*Document passage*:
────────
From (20) we can extract the C and D matrices of the state-space:

\[\bbox[#FFFF9D]{C = \begin{bmatrix} 1 & 1 \end{bmatrix}, \quad D = \begin{bmatrix} 0 \end{bmatrix}}\]

If we define as output the voltage across the resistor uR2(t):

\[y(t) = u_{R_{2}} = R_2 i_{L_{1}} \tag{21}\]

we will have the following C and D matrices:

\[\bbox[#FFFF9D]{C = \begin{bmatrix} 0 & R_{2} \end{bmatrix}, \quad D = \begin{bmatrix} 0 \end{bmatrix}}\]

RRLC circuit differential equation – Scilab simulation

One way of solving the differential equation of the RRLC circuit is by using Scilab ode() function. In the Scilab instructions below we are defining the input parameters, the differential equations, initial parameters, solve the differential equation and plot the results.

// Clean figure, console and workspace variables
clf()
clc()
clear()

// Define input parameters
uIN=12; // [V]
R1=1.5; // [ohm]
R2=2.5; // [ohm]
C1=2; // [F]
L1=3; // [H]
// Define t [s]
t0=0; tinc=0.001; tf=10; t=t0:tinc:tf;

// Define differential equation
function dx=f(t, x)
────────
Point placement records
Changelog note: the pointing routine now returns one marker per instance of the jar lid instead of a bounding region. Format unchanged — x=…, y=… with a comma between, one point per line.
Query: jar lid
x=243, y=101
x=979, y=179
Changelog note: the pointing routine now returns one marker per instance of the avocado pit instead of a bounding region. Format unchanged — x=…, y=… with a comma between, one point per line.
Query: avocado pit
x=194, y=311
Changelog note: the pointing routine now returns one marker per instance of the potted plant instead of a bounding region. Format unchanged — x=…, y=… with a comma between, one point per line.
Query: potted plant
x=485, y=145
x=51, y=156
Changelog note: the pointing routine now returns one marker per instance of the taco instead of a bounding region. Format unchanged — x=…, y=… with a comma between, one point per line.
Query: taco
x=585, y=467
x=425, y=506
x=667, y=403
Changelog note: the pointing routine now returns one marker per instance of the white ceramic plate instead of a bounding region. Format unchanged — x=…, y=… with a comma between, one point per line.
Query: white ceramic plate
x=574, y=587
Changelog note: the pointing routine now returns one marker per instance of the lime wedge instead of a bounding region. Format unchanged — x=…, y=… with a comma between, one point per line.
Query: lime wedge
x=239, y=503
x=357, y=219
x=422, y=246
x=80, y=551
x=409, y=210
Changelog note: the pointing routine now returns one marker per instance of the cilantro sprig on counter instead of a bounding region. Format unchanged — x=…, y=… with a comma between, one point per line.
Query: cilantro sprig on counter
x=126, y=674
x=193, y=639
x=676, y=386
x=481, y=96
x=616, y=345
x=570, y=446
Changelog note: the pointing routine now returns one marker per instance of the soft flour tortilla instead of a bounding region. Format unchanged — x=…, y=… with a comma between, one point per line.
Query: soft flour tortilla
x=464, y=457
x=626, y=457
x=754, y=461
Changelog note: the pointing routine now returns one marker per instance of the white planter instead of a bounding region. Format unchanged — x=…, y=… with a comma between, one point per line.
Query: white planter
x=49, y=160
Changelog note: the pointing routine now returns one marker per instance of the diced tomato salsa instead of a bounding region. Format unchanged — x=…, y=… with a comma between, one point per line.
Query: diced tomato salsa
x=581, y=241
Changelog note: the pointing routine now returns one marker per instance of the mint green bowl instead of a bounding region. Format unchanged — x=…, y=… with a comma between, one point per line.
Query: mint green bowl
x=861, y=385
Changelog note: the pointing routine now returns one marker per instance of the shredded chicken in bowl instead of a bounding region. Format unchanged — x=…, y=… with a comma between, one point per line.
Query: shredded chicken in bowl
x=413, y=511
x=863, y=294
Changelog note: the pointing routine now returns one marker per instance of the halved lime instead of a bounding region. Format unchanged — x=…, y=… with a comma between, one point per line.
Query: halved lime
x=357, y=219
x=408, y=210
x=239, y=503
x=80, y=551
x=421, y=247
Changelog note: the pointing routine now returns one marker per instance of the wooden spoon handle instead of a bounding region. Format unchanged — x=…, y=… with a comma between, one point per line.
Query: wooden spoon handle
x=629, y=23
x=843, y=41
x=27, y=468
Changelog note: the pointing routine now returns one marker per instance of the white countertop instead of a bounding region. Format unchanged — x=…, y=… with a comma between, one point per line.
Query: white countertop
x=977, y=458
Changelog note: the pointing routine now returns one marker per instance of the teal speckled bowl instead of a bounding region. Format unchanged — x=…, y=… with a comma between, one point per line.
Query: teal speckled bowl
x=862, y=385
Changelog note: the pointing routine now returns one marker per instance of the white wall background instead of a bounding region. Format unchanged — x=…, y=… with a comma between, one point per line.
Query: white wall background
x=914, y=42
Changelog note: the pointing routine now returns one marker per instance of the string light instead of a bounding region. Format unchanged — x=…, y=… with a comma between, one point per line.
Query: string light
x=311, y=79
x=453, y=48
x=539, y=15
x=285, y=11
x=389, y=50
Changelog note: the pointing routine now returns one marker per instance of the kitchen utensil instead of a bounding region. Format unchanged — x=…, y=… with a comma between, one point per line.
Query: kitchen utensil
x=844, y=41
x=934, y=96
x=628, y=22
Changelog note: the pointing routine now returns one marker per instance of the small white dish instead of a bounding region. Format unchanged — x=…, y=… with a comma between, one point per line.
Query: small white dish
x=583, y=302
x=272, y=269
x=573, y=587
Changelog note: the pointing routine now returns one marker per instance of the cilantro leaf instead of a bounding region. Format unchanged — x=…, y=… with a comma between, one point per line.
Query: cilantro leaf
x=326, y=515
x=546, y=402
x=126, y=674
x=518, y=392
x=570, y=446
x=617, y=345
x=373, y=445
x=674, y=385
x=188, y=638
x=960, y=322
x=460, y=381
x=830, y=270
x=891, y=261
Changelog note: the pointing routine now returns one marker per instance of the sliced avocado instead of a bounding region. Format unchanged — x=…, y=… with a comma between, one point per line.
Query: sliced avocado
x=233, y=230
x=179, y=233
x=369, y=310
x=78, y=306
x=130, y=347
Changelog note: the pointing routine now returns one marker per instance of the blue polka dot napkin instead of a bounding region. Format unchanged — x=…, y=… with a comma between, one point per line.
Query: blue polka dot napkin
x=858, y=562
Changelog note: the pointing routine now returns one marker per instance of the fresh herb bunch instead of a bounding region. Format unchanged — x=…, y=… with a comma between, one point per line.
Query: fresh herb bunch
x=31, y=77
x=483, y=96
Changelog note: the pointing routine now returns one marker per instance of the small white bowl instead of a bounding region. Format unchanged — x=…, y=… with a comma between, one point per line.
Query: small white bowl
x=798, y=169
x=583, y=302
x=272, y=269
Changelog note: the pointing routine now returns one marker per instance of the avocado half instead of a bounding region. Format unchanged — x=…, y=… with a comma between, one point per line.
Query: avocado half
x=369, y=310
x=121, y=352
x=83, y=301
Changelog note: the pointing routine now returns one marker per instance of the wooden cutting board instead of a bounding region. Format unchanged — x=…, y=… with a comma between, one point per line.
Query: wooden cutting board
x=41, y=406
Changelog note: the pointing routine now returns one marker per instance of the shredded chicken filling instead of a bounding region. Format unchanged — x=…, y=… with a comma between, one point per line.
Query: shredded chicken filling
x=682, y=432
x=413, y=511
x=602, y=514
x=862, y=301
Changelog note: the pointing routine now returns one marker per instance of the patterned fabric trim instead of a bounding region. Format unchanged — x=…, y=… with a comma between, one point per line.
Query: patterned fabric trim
────────
*Given instruction 1*: From the RRLC circuit passage, extract the part that opens with the words containing "If we define" and closes with "plot the results.".
*Given instruction 2*: Extend the RRLC circuit passage, picking up right after its last line.

*Task response 1*:
If we define as output the voltage across the resistor uR2(t):

\[y(t) = u_{R_{2}} = R_2 i_{L_{1}} \tag{21}\]

we will have the following C and D matrices:

\[\bbox[#FFFF9D]{C = \begin{bmatrix} 0 & R_{2} \end{bmatrix}, \quad D = \begin{bmatrix} 0 \end{bmatrix}}\]

RRLC circuit differential equation – Scilab simulation

One way of solving the differential equation of the RRLC circuit is by using Scilab ode() function. In the Scilab instructions below we are defining the input parameters, the differential equations, initial parameters, solve the differential equation and plot the results.

*Task response 2*:
    dx(1)=(-R2/L1)*x(1)-(1/L1)*x(2)+(1/L1)*uIN;
    dx(2)=(-1/(R1*C1))*x(2)+(1/C1)*x(1)+(1/(R1*C1))*uIN;
endfunction
// Define initial conditions
iL10=0; // [A]
uC10=0; // [V]
// Solve differential equation
y=ode([iL10;uC10],t0,t,f);
iL1 = y(1,:);
uC1 = y(2,:);
uR2 = iL1*R2;
// Plot numeric solution
subplot(3,1,1)
title("x-engineer.org","Color",'b')
plot(t,iL1,'b'), xgrid()
ylabel('$\large{i_{L1}(t)\text{ [A]}}$','fontsize',2)
subplot(3,1,2)
plot(t,uC1,'r'), xgrid()
ylabel('$\large{u_{C1}(t)\text{ [V]}}$','fontsize',2)
subplot(3,1,3)
plot(t,uR2,'m'), xgrid()
ylabel('$\large{u_{R2}(t)\text{ [V]}}$','fontsize',2)
xlabel('$\large{t\text{ [s]}}$','fontsize',2)

After running the Scilab instructions above, we get the following plot.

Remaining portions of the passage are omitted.